Task goal
Return the lines below word for word, beginning at the line that contains "Annotate the mulch" and stopping after the line that contains "column 129, row 270". Leave the pictures out of your answer.

[Records from a collection]
========================

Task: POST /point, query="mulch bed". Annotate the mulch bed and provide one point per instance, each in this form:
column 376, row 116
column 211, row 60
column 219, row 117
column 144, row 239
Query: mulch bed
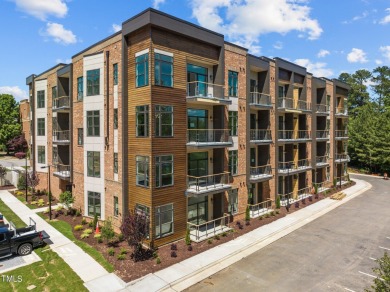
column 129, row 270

========================

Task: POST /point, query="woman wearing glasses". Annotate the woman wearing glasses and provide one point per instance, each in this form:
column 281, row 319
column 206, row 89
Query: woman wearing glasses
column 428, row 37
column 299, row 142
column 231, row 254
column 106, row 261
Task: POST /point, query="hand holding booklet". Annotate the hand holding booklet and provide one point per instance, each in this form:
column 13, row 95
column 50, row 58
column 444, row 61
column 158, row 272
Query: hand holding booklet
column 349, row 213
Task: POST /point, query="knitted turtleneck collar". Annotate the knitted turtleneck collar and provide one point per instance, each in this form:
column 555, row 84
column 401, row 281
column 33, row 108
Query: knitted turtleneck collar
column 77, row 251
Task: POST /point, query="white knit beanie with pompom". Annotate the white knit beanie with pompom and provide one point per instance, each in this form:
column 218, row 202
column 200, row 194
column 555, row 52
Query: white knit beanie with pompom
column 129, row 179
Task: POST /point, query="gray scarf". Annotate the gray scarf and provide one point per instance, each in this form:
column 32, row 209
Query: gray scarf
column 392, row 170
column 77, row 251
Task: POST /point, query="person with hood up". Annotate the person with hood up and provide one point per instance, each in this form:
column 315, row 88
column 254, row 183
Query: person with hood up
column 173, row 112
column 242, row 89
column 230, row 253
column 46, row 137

========================

Output for this exercise
Task: POST /point, query="mulch bed". Annotate the mulch bed and provide one point per instance, each in this form:
column 376, row 116
column 211, row 60
column 219, row 117
column 144, row 239
Query: mulch bed
column 129, row 270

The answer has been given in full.